What needs to be done: From the entries below, output the line with "# rows come back like column 8, row 339" and each following line up to and including the line with "# rows come back like column 187, row 180", exactly as written.

[Extracted information — start]

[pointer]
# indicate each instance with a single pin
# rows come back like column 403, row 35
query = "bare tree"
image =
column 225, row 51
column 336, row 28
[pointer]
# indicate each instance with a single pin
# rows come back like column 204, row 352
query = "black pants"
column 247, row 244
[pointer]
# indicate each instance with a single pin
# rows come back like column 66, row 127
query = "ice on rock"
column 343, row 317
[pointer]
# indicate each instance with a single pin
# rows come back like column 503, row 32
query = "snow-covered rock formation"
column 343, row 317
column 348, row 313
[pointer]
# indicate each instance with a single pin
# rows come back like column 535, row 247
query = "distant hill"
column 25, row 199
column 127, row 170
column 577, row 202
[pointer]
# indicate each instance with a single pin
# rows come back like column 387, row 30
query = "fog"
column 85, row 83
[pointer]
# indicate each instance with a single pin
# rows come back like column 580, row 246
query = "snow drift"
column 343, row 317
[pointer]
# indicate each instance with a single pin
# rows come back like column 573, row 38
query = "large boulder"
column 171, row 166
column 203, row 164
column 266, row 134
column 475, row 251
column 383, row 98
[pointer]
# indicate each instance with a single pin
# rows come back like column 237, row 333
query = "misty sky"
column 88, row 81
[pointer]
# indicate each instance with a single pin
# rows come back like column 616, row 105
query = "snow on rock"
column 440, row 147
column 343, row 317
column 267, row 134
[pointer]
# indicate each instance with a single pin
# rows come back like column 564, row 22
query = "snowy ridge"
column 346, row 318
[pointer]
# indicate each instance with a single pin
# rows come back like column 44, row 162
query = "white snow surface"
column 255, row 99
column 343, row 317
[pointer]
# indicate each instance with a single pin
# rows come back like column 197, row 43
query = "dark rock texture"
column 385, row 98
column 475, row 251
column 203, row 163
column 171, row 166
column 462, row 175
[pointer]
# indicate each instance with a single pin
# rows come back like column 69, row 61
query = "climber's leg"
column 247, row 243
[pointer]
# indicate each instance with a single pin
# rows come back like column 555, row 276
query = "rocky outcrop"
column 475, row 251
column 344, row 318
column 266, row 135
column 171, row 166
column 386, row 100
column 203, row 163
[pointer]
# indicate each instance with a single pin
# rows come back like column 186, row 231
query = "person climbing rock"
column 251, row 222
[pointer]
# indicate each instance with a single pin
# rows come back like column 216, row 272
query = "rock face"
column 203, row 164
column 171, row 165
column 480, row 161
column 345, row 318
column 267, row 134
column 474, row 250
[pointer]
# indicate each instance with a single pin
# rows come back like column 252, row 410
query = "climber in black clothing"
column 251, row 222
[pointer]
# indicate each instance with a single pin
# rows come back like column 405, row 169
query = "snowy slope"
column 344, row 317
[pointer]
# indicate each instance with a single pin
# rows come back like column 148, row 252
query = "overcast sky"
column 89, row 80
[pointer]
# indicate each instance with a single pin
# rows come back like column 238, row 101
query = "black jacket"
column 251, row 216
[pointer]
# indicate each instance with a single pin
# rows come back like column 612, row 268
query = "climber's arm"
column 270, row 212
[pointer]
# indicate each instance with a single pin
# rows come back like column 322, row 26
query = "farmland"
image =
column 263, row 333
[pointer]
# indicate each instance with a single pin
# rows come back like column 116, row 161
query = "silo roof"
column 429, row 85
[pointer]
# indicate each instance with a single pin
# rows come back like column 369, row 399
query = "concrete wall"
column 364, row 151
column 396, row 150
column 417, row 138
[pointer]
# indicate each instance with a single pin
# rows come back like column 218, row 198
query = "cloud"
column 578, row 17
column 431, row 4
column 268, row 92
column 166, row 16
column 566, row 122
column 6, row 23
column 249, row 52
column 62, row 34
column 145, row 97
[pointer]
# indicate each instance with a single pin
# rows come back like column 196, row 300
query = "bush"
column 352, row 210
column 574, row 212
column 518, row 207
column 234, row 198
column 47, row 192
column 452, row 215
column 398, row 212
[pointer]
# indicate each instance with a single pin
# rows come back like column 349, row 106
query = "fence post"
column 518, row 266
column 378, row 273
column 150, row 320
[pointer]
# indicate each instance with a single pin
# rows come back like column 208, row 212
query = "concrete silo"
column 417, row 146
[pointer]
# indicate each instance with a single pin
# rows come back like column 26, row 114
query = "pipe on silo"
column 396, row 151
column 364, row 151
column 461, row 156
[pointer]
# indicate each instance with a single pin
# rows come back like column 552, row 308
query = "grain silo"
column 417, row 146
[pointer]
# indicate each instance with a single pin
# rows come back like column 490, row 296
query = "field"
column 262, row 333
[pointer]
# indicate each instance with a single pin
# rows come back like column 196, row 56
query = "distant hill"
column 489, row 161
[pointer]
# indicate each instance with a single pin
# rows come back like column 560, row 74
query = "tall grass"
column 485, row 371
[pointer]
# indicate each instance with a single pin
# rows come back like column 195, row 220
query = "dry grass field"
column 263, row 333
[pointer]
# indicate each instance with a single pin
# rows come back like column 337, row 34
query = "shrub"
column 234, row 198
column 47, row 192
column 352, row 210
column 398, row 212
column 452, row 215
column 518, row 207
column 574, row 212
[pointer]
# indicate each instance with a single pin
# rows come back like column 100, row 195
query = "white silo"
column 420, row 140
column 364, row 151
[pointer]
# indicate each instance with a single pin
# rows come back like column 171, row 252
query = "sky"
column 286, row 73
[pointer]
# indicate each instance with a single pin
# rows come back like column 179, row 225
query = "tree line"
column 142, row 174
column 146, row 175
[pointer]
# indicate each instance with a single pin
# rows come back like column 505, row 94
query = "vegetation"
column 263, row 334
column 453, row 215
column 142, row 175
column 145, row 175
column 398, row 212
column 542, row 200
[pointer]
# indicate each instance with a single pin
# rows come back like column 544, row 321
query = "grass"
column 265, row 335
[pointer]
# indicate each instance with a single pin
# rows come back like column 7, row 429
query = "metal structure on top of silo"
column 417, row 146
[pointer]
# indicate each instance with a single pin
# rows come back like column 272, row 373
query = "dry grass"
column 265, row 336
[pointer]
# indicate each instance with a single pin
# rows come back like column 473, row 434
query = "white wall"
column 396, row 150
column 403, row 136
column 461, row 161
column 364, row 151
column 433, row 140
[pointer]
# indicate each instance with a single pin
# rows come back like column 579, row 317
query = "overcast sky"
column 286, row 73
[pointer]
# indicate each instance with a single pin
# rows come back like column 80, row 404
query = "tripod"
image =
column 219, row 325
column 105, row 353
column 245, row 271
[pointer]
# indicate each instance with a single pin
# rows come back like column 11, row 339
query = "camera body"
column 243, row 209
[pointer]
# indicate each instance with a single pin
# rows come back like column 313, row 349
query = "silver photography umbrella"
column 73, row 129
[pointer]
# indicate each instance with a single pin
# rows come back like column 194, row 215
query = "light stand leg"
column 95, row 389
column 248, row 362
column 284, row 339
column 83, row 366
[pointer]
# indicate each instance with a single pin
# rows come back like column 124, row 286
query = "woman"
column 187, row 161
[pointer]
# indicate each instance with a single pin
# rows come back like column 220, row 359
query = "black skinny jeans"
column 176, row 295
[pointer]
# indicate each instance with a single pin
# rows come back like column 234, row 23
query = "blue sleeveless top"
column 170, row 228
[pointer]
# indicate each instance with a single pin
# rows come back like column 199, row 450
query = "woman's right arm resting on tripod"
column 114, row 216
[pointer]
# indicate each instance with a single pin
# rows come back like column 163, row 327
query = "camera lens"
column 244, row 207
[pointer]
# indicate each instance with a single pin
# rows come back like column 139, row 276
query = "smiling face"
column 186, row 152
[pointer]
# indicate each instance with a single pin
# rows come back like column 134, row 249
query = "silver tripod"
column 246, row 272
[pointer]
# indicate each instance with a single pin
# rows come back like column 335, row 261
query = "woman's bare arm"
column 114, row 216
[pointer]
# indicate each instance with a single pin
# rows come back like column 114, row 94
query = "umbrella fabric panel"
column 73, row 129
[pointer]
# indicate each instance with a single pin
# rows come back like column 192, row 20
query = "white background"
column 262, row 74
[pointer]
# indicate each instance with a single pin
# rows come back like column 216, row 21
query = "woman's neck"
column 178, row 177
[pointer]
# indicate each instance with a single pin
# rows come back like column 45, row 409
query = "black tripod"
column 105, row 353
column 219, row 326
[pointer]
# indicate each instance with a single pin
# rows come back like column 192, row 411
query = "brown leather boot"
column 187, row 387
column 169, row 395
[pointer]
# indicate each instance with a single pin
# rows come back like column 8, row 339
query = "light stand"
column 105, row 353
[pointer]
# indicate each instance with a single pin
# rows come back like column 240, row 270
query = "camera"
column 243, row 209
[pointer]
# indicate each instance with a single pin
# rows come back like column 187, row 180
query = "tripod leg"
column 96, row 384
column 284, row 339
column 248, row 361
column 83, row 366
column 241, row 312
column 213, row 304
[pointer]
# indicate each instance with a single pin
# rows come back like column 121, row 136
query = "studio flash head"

[Extracted information — finish]

Solution to the problem:
# rows come back like column 8, row 339
query = "light stand"
column 105, row 353
[pointer]
# indicate each instance with a single pin
# rows come back like column 240, row 270
query = "camera"
column 243, row 209
[pointer]
# indicate each instance with a single pin
# rows come back like column 187, row 180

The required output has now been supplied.